▶ _Written request_
Format every line of the listing below as a numbered list, omitting any blank lines.

▶ _Records supplied_

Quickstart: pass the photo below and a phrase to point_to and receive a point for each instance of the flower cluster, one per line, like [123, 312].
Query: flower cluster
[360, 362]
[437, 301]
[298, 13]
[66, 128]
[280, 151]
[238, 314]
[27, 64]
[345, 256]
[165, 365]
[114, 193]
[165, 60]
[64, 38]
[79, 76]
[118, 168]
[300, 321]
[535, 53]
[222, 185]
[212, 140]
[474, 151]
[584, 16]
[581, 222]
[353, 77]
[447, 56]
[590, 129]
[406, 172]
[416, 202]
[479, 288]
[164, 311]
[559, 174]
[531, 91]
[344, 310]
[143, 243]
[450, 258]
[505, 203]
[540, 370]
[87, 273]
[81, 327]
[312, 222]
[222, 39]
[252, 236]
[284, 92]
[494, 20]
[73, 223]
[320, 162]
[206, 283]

▶ _Answer to this problem_
1. Quickstart: pass the photo below and a phrase to point_to and receive a point for each instance of the flower cluster, one per line, like [123, 312].
2. Query: flower cluster
3. [360, 362]
4. [437, 301]
5. [298, 13]
6. [66, 128]
7. [280, 151]
8. [238, 314]
9. [27, 64]
10. [345, 256]
11. [165, 365]
12. [114, 193]
13. [165, 60]
14. [64, 38]
15. [79, 76]
16. [118, 168]
17. [300, 321]
18. [535, 53]
19. [222, 185]
20. [212, 140]
21. [474, 151]
22. [584, 16]
23. [581, 222]
24. [353, 77]
25. [447, 56]
26. [590, 129]
27. [406, 172]
28. [416, 202]
29. [479, 288]
30. [164, 311]
31. [559, 174]
32. [531, 91]
33. [344, 310]
34. [143, 243]
35. [450, 258]
36. [505, 203]
37. [540, 370]
38. [87, 273]
39. [81, 327]
40. [312, 222]
41. [222, 39]
42. [252, 236]
43. [284, 92]
44. [494, 20]
45. [73, 223]
46. [320, 162]
47. [206, 283]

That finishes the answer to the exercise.